Extrayez mot pour mot du texte sur la période suspecte tout ce qui va de « Cette jurisprudence, qui » jusqu'à « avant son intervention. ».

### PAGE
━━━━

Cette jurisprudence, qui peut être reconduite sous l'empire de la loi de sauvegarde des entreprises, en cas d'arrêté, puis de résolution d'un plan de redressement, contribue évidemment à renforcer la sécurité des tiers, car il n'est pas sain que des actes puissent être annulés très longtemps après leur accomplissement, sauf évidemment le jeu de la fraude paulienne. Elle permet aussi de donner plus de corps à l'interdiction de fixer, pour le jeu des nullités de la période suspecte, la date de cessation des paiements plus de dix-huit mois avant son intervention.

━━━━

### DONNÉES DISPONIBLES
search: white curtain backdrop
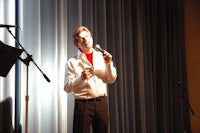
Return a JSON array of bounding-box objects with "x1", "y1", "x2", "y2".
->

━━━━

### RÉPONSE ATTENDUE
Cette jurisprudence, qui peut être reconduite sous l'empire de la loi de sauvegarde des entreprises, en cas d'arrêté, puis de résolution d'un plan de redressement, contribue évidemment à renforcer la sécurité des tiers, car il n'est pas sain que des actes puissent être annulés très longtemps après leur accomplissement, sauf évidemment le jeu de la fraude paulienne. Elle permet aussi de donner plus de corps à l'interdiction de fixer, pour le jeu des nullités de la période suspecte, la date de cessation des paiements plus de dix-huit mois avant son intervention.